#### Stated exercise:
Copy every line of the records below word for word.

#### Provided entries:
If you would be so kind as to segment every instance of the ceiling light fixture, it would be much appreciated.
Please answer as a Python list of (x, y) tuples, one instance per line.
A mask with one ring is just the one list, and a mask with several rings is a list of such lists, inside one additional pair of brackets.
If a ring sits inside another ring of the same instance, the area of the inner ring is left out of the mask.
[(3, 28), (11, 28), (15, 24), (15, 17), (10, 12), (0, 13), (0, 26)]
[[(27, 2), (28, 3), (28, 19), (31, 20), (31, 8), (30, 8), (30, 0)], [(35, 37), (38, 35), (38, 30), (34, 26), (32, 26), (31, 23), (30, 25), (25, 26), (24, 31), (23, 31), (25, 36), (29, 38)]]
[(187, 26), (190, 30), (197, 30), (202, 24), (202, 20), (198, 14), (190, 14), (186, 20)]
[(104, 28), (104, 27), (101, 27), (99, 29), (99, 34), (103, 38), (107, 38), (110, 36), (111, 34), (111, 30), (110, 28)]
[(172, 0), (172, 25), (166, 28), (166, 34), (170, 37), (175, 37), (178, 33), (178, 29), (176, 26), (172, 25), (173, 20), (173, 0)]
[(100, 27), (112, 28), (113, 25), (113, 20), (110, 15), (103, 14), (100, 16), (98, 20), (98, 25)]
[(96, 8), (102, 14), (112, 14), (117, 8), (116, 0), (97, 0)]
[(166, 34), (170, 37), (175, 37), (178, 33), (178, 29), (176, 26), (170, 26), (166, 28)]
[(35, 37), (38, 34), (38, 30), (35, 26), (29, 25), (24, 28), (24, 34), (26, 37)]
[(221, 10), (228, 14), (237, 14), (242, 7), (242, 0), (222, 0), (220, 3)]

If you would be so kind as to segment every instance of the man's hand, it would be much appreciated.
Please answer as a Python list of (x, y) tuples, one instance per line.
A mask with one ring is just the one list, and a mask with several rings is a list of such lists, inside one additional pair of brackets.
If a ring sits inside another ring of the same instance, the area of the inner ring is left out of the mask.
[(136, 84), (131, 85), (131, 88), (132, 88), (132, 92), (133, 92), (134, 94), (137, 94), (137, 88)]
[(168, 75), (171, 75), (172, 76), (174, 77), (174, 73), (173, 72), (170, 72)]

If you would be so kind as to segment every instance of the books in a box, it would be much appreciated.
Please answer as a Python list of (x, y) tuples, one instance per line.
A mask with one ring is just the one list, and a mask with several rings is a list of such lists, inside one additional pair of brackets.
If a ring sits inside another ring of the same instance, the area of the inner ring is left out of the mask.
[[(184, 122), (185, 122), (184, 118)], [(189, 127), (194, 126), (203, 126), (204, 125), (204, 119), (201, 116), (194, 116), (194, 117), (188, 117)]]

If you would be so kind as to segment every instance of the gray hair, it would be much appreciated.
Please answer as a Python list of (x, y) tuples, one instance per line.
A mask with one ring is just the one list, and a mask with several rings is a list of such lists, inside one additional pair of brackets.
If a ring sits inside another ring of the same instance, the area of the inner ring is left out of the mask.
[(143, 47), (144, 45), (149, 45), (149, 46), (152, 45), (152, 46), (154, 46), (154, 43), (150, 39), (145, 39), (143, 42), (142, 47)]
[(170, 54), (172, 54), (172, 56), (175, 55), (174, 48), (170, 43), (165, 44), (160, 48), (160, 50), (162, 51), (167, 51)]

#### Solution:
If you would be so kind as to segment every instance of the ceiling light fixture, it would be much appreciated.
Please answer as a Python list of (x, y) tuples, one instance per line.
A mask with one ring is just the one list, and a mask with several rings is a list of such lists, inside one additional pair of brackets.
If a ring sits inside another ring of the same instance, the area of the inner ring is left out of the mask.
[(3, 28), (11, 28), (15, 24), (15, 17), (10, 12), (0, 13), (0, 26)]
[[(27, 2), (28, 3), (28, 19), (31, 20), (31, 8), (30, 8), (30, 0)], [(35, 37), (38, 35), (38, 30), (34, 26), (32, 26), (31, 23), (30, 25), (25, 26), (24, 31), (23, 31), (25, 36), (29, 38)]]
[(187, 26), (190, 30), (197, 30), (202, 24), (202, 20), (198, 14), (190, 14), (186, 20)]
[(104, 28), (104, 27), (101, 27), (99, 29), (99, 34), (103, 38), (107, 38), (110, 36), (111, 34), (111, 30), (110, 28)]
[(172, 0), (172, 25), (166, 28), (166, 34), (170, 37), (175, 37), (178, 33), (178, 29), (176, 26), (172, 25), (173, 20), (173, 0)]
[(100, 27), (112, 28), (113, 25), (113, 20), (110, 15), (103, 14), (100, 16), (98, 20), (98, 25)]
[(96, 8), (102, 14), (112, 14), (117, 8), (116, 0), (97, 0)]
[(166, 34), (170, 37), (175, 37), (178, 33), (178, 29), (176, 26), (170, 26), (166, 28)]
[(35, 37), (38, 34), (38, 30), (35, 26), (29, 25), (24, 28), (24, 34), (26, 37)]
[(221, 10), (228, 14), (237, 14), (242, 7), (242, 0), (222, 0), (220, 3)]

If you would be so kind as to segment every instance of the man's hand, it would be much appreciated.
Please answer as a Python list of (x, y) tuples, one instance per line.
A mask with one ring is just the one list, and a mask with several rings is a list of such lists, inside one additional pair of brackets.
If a ring sits inside another ring of the same instance, the area of the inner ring is left out of the mask.
[(136, 84), (131, 85), (131, 88), (132, 88), (132, 92), (133, 92), (134, 94), (137, 94), (137, 88)]
[(168, 75), (171, 75), (172, 76), (174, 77), (174, 73), (173, 72), (170, 72)]

If you would be so kind as to segment every instance of the books in a box, it would be much appreciated.
Please answer as a Python list of (x, y) tuples, one instance per line.
A mask with one ring is just the one list, and a mask with several rings is a list of such lists, inside one additional pair of brackets.
If a ring sits inside another ring of the same instance, the area of the inner ring is left out of the mask.
[[(184, 122), (185, 122), (184, 118)], [(189, 127), (194, 126), (203, 126), (204, 125), (204, 119), (201, 116), (194, 116), (194, 117), (188, 117)]]

If you would be so kind as to segment every instance of the gray hair, it would be much appreciated.
Please answer as a Python list of (x, y) tuples, one instance per line.
A mask with one ring is just the one list, and a mask with several rings is a list of such lists, inside one additional pair of brackets.
If a ring sits inside another ring of the same instance, the area of the inner ring is left out of the mask.
[(143, 47), (144, 45), (149, 45), (149, 46), (152, 45), (152, 46), (154, 46), (154, 43), (150, 39), (145, 39), (143, 42), (142, 47)]
[(170, 54), (172, 54), (172, 56), (175, 55), (174, 48), (170, 43), (165, 44), (160, 48), (160, 50), (162, 51), (167, 51)]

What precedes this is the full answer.